Leaving the pictures out, transcribe the records below exactly.

[Records from a data collection]
▬▬▬▬▬▬
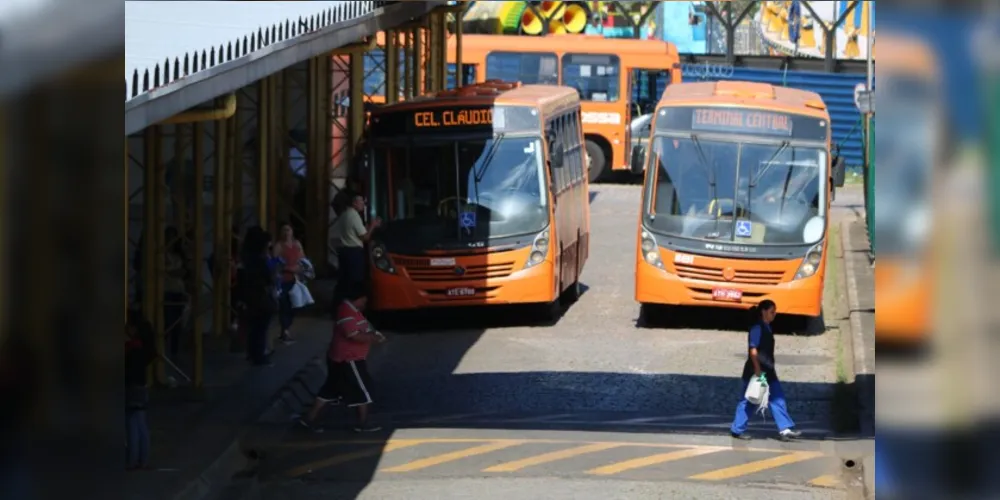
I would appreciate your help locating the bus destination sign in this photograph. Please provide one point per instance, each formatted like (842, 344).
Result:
(742, 121)
(453, 118)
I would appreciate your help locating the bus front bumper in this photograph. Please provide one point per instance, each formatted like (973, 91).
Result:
(398, 292)
(656, 286)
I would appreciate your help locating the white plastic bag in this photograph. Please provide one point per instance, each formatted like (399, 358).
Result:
(757, 392)
(299, 296)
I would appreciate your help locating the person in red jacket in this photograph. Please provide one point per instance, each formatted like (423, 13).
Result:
(347, 378)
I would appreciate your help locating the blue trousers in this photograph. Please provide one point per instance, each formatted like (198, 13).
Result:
(256, 328)
(776, 403)
(285, 312)
(138, 438)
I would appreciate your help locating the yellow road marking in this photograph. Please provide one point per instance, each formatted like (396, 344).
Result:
(825, 481)
(374, 442)
(757, 466)
(424, 463)
(659, 458)
(349, 457)
(550, 457)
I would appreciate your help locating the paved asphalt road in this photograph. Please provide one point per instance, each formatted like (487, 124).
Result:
(487, 404)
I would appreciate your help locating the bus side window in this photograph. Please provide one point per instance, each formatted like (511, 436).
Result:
(577, 146)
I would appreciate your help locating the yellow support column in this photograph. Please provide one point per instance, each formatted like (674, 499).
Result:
(417, 52)
(356, 112)
(226, 232)
(408, 64)
(391, 66)
(317, 187)
(199, 253)
(219, 312)
(432, 54)
(157, 231)
(263, 147)
(459, 30)
(278, 134)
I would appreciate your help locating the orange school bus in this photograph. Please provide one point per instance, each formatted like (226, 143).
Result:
(736, 199)
(483, 196)
(617, 80)
(912, 141)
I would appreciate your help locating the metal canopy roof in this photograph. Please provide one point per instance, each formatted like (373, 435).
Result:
(43, 38)
(182, 54)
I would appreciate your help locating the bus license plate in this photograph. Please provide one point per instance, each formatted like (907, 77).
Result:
(727, 294)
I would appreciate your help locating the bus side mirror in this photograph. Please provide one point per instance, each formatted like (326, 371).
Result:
(557, 155)
(839, 171)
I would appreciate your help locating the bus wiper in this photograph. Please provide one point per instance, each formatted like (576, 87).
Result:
(767, 165)
(478, 176)
(489, 157)
(756, 178)
(709, 171)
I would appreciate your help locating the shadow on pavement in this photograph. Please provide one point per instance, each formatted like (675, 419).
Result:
(420, 384)
(712, 318)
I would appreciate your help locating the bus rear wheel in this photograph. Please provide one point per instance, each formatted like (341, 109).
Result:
(596, 160)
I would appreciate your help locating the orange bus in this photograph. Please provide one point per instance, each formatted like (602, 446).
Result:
(912, 141)
(618, 80)
(736, 199)
(483, 196)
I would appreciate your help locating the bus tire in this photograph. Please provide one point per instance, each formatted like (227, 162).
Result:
(597, 160)
(572, 294)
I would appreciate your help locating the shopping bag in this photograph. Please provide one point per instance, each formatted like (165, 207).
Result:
(757, 391)
(299, 296)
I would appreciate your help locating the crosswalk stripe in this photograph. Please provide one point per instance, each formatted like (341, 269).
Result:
(646, 461)
(550, 457)
(424, 463)
(825, 481)
(757, 466)
(350, 457)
▬▬▬▬▬▬
— Exercise response —
I would appreciate your help locating the bus destination sign in this photograph. Please provide one point per instance, each formatted like (842, 344).
Result:
(742, 121)
(453, 118)
I would appreciate your help locating the bus front bumper in this photograph. Please provide one point per instance, each formatted like (973, 91).
Result:
(398, 292)
(656, 286)
I would appreciate your help locating the white plastic bag in this photograph. Please provide one point per instance, each formatted like (399, 358).
Result:
(757, 392)
(299, 296)
I would appreciate your help locating the person in red jacket in this photograph. Please provide one point per instance, each formatted like (423, 13).
Result:
(347, 378)
I would appreciate your help locating the blue trousers in this photograph. Please provide one point per instance, each formatted like (198, 13).
Result:
(256, 328)
(776, 403)
(285, 312)
(138, 438)
I would appreciate your help locating the yellow road marking in this photograph. Please provide one point per instance, each formatted like (396, 344).
Result:
(825, 481)
(374, 442)
(757, 466)
(424, 463)
(659, 458)
(349, 457)
(550, 457)
I would appreciate your help locating the paved asphalt road in this photograph. Please provide one point per instance, each formatted like (487, 124).
Result:
(487, 404)
I would appreciate your help locating the bus side window in this photograph. Please provide one point per instance, each formatted like (511, 436).
Result:
(577, 146)
I would appreciate your help locating the yellow support column in this photograph. Please provide one point per instance, each formatted like (674, 499).
Result:
(417, 52)
(356, 112)
(226, 232)
(408, 64)
(391, 66)
(317, 187)
(199, 253)
(219, 312)
(432, 54)
(157, 231)
(263, 147)
(459, 30)
(278, 134)
I would appreciate your help locating the orange school bus in this photograph. Please provide one point per instance, each formatted like (226, 143).
Result:
(736, 199)
(483, 196)
(617, 80)
(912, 141)
I would appreciate your help locating the metal canopy roof in this photograph. Please provide one point per instance, each formatted like (373, 435).
Result:
(43, 38)
(182, 54)
I would appreciate your help locating the bus license plate in this photograph. Please provide one point per instance, each formatted like (907, 77).
Result:
(727, 294)
I would appreciate your help locating the bus side mirror in this photograph. Please provide one point per instance, each formatted like (326, 371).
Result:
(557, 155)
(839, 171)
I would appreciate your help locating the bus wiper in this photograph. Please provide one point per instance, each formatted like (576, 87).
Result:
(767, 165)
(478, 176)
(489, 157)
(756, 178)
(709, 171)
I would appreciate your help locating the shadow on pavement in this photograph. Please provide one point per instance, each formatted like (675, 419).
Result:
(420, 384)
(712, 318)
I would appreciate your help locating the bus rear wheel in this photograph. Please provide one point per instance, each formatted like (341, 109).
Result:
(596, 160)
I would appreciate your help locating the orange bus in this photograph. Please provide one point per instance, each formatted like (602, 446).
Result:
(912, 141)
(618, 80)
(736, 199)
(483, 196)
I would appreciate your help locating the bus tire in this photograph. Please provide one point per instance, each formatted like (227, 162).
Result:
(597, 160)
(572, 294)
I would appreciate your help locating the shopping bag in this photograph. Please provide one point per instance, each formatted like (165, 207).
Result:
(757, 391)
(299, 296)
I would appreciate your help locating the crosswalk stripe in this photograph. Please provide one point per instance, each formatted like (341, 269).
Result:
(646, 461)
(550, 457)
(424, 463)
(825, 481)
(757, 466)
(350, 457)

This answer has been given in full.